# GOAL OF THE EXERCISE
Extract all of the data and reproduce it precisely.

[start of DATA EXCERPTS]

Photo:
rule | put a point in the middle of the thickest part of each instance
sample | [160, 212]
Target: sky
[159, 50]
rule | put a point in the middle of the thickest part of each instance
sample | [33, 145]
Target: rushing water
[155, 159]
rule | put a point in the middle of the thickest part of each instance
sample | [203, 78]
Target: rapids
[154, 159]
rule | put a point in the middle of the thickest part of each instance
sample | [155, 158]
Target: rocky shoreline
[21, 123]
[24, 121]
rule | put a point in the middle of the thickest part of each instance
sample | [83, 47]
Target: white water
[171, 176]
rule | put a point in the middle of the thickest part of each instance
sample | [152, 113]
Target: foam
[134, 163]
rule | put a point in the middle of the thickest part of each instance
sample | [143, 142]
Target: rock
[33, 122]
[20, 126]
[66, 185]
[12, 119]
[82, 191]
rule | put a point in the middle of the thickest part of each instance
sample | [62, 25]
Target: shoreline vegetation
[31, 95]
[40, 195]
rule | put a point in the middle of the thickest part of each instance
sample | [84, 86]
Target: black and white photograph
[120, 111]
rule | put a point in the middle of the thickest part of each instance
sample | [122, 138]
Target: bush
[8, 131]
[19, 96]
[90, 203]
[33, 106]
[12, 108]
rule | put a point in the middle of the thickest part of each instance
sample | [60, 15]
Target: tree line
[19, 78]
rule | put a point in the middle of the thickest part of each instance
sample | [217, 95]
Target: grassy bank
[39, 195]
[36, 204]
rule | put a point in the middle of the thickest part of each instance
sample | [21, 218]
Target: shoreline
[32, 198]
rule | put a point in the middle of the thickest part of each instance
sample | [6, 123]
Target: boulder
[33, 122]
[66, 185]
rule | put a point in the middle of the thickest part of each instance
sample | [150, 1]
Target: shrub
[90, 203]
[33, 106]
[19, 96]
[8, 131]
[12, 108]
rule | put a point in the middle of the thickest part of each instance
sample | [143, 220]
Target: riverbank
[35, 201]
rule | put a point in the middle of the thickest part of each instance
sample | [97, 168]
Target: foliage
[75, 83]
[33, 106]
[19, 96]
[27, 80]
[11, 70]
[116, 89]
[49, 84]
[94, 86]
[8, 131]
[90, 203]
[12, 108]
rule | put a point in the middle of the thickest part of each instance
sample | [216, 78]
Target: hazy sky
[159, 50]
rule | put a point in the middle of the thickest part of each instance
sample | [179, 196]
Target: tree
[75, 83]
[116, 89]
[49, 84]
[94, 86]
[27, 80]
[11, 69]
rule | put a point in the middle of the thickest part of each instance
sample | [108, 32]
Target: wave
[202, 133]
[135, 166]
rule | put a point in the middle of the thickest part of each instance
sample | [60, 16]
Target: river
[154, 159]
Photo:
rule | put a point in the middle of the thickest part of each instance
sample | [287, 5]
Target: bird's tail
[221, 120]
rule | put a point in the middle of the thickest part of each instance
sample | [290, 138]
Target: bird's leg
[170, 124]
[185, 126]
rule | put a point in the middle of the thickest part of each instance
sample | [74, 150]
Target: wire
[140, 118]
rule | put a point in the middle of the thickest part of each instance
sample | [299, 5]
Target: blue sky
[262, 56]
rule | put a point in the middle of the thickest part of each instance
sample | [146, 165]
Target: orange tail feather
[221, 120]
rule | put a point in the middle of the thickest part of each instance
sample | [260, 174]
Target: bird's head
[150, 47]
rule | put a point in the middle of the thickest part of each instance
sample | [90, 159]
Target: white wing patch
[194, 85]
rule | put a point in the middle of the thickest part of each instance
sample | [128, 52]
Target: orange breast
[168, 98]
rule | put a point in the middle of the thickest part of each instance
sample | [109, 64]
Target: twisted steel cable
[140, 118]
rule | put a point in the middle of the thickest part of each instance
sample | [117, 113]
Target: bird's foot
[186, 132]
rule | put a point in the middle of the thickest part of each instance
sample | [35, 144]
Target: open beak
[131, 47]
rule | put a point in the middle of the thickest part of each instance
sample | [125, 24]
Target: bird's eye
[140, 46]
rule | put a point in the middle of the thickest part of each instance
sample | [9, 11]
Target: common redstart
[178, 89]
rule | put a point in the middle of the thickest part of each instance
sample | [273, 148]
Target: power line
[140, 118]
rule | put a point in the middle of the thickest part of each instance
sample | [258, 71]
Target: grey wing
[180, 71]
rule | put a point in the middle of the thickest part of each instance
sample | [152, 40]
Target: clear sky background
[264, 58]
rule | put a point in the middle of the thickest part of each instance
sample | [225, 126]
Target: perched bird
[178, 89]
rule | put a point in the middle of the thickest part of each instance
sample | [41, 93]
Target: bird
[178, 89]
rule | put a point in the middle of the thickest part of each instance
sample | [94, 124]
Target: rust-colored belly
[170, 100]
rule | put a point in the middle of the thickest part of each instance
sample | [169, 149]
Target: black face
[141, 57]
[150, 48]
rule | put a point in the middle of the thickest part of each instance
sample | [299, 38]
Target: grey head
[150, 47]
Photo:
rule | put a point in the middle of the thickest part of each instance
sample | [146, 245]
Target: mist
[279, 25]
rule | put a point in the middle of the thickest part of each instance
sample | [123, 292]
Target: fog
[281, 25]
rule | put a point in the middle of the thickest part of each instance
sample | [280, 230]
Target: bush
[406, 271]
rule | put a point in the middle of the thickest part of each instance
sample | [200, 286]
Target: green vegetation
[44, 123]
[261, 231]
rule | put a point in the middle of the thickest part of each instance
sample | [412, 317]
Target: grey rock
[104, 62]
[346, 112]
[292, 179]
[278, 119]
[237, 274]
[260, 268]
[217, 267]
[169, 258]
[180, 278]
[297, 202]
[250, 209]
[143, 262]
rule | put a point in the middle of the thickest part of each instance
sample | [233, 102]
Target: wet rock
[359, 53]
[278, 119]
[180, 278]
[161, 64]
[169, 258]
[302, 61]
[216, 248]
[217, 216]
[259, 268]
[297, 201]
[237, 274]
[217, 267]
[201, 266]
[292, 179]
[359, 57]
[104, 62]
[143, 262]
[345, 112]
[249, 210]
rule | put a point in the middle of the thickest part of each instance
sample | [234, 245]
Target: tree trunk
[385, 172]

[end of DATA EXCERPTS]

# RESULT BELOW
Photo:
rule | put a point in the middle of the thickest part of each instance
sample | [160, 212]
Target: sky
[159, 50]
rule | put a point in the middle of the thickest part of each instance
sample | [33, 145]
Target: rushing water
[155, 159]
rule | put a point in the middle of the thickest part of each instance
sample | [203, 78]
Target: rapids
[154, 159]
rule | put a point in the middle of the thickest part of each instance
sample | [155, 158]
Target: rocky shoreline
[21, 123]
[24, 121]
rule | put a point in the middle of the thickest part of each instance
sample | [83, 47]
Target: white water
[171, 176]
rule | put a point in the middle of the thickest part of each instance
sample | [152, 113]
Target: foam
[134, 163]
rule | put a point in the middle of the thickest part of each instance
sample | [143, 142]
Target: rock
[33, 122]
[20, 126]
[66, 185]
[12, 119]
[82, 191]
rule | put a point in the middle of the thickest part of each instance
sample | [62, 25]
Target: shoreline vegetation
[31, 95]
[40, 195]
rule | put a point in the middle of the thickest part of each instance
sample | [84, 86]
Target: black and white photograph
[120, 111]
rule | put a point in the middle of the thickest part of each instance
sample | [122, 138]
Target: bush
[8, 131]
[19, 96]
[90, 203]
[33, 106]
[12, 108]
rule | put a point in the middle of the thickest part of each instance
sample | [60, 15]
Target: tree line
[19, 78]
rule | put a point in the middle of the thickest part of each instance
sample | [217, 95]
Target: grassy bank
[39, 195]
[36, 204]
rule | put a point in the middle of the thickest part of each instance
sample | [21, 218]
Target: shoreline
[32, 198]
rule | put a point in the middle of the thickest part of each instance
sample | [6, 123]
Target: boulder
[33, 122]
[66, 185]
rule | put a point in the middle of the thickest part of each instance
sample | [150, 1]
Target: shrub
[90, 203]
[33, 106]
[19, 96]
[8, 131]
[12, 108]
rule | put a point in the middle of the thickest part of each instance
sample | [143, 220]
Target: riverbank
[35, 201]
rule | put a point in the middle of the thickest part of each instance
sample | [97, 168]
Target: foliage
[75, 83]
[33, 106]
[19, 96]
[27, 80]
[11, 70]
[116, 89]
[49, 84]
[94, 86]
[8, 131]
[90, 203]
[12, 108]
rule | put a point in the middle of the thickest part of each instance
sample | [216, 78]
Target: hazy sky
[159, 50]
rule | put a point in the middle of the thickest part of each instance
sample | [179, 196]
Target: tree
[75, 83]
[116, 89]
[49, 84]
[94, 86]
[27, 80]
[11, 69]
rule | put a point in the middle of the thickest part of each instance
sample | [108, 32]
Target: wave
[202, 133]
[135, 166]
rule | put a point in the middle of the thickest part of each instance
sample | [60, 16]
Target: river
[154, 159]
Photo:
rule | put a point in the middle of the thickest part of each instance
sample | [287, 5]
Target: bird's tail
[221, 120]
rule | put a point in the middle of the thickest part of each instance
sample | [290, 138]
Target: bird's leg
[170, 124]
[185, 126]
rule | put a point in the middle of the thickest part of each instance
sample | [74, 150]
Target: wire
[140, 118]
rule | put a point in the middle of the thickest part of each instance
sample | [299, 5]
Target: blue sky
[262, 56]
rule | put a point in the middle of the thickest part of each instance
sample | [146, 165]
Target: orange tail feather
[221, 120]
rule | put a point in the middle of the thickest part of each instance
sample | [260, 174]
Target: bird's head
[150, 47]
rule | put a point in the middle of the thickest part of each instance
sample | [90, 159]
Target: white wing patch
[194, 85]
rule | put a point in the middle of the thickest part of each instance
sample | [128, 52]
Target: orange breast
[168, 98]
rule | put a point in the middle of the thickest part of each instance
sample | [109, 64]
Target: twisted steel cable
[140, 118]
rule | put a point in the middle of the thickest part of each instance
sample | [117, 113]
Target: bird's foot
[186, 132]
rule | put a point in the middle of the thickest part of each instance
sample | [35, 144]
Target: open beak
[131, 47]
rule | put a point in the middle of the thickest part of each instance
sample | [125, 24]
Target: bird's eye
[140, 46]
rule | put a point in the middle of the thickest part of each instance
sample | [9, 11]
Target: common redstart
[178, 89]
rule | put a point in the middle of the thickest part of each instance
sample | [273, 148]
Target: power line
[140, 118]
rule | put a point in the middle of the thickest part of each instance
sample | [258, 71]
Target: grey wing
[180, 71]
rule | put a point in the middle of the thickest part of each instance
sample | [152, 40]
Target: clear sky background
[264, 58]
rule | put a point in the middle of the thickest part of each instance
sample | [225, 126]
Target: perched bird
[178, 89]
rule | put a point in the middle of the thickest part of each instance
sample | [41, 93]
Target: bird
[178, 89]
rule | put a point in the middle of the thickest part of each instance
sample | [94, 124]
Target: rust-colored belly
[170, 100]
rule | put a point in the middle of the thickest part of each instance
sample | [169, 149]
Target: black face
[141, 57]
[150, 48]
rule | put a point in the middle of the thickest part of each instance
sample | [299, 38]
Target: grey head
[150, 47]
Photo:
rule | put a point in the middle of the thickest part of each instance
sample | [146, 245]
Target: mist
[279, 25]
rule | put a point in the middle of the thickest part of each instance
sample | [123, 292]
Target: fog
[281, 25]
rule | put a point in the middle of the thickest part of each instance
sample | [280, 230]
Target: bush
[406, 271]
rule | put a point in the middle of the thickest part of each instance
sample | [200, 286]
Target: green vegetation
[44, 123]
[261, 231]
rule | put a point in the middle of the thickest part of each instance
sample | [412, 317]
Target: grey rock
[104, 62]
[346, 112]
[292, 179]
[278, 119]
[237, 274]
[260, 268]
[217, 267]
[169, 258]
[180, 278]
[297, 202]
[250, 209]
[143, 262]
rule | put a point in the middle of the thickest part of each instance
sample | [233, 102]
Target: wet rock
[359, 53]
[278, 119]
[180, 278]
[161, 64]
[169, 258]
[302, 61]
[216, 248]
[217, 216]
[259, 268]
[297, 201]
[237, 274]
[217, 267]
[201, 266]
[292, 179]
[359, 57]
[104, 62]
[143, 262]
[345, 112]
[249, 210]
rule | put a point in the middle of the thickest part of each instance
sample | [234, 245]
Target: tree trunk
[385, 172]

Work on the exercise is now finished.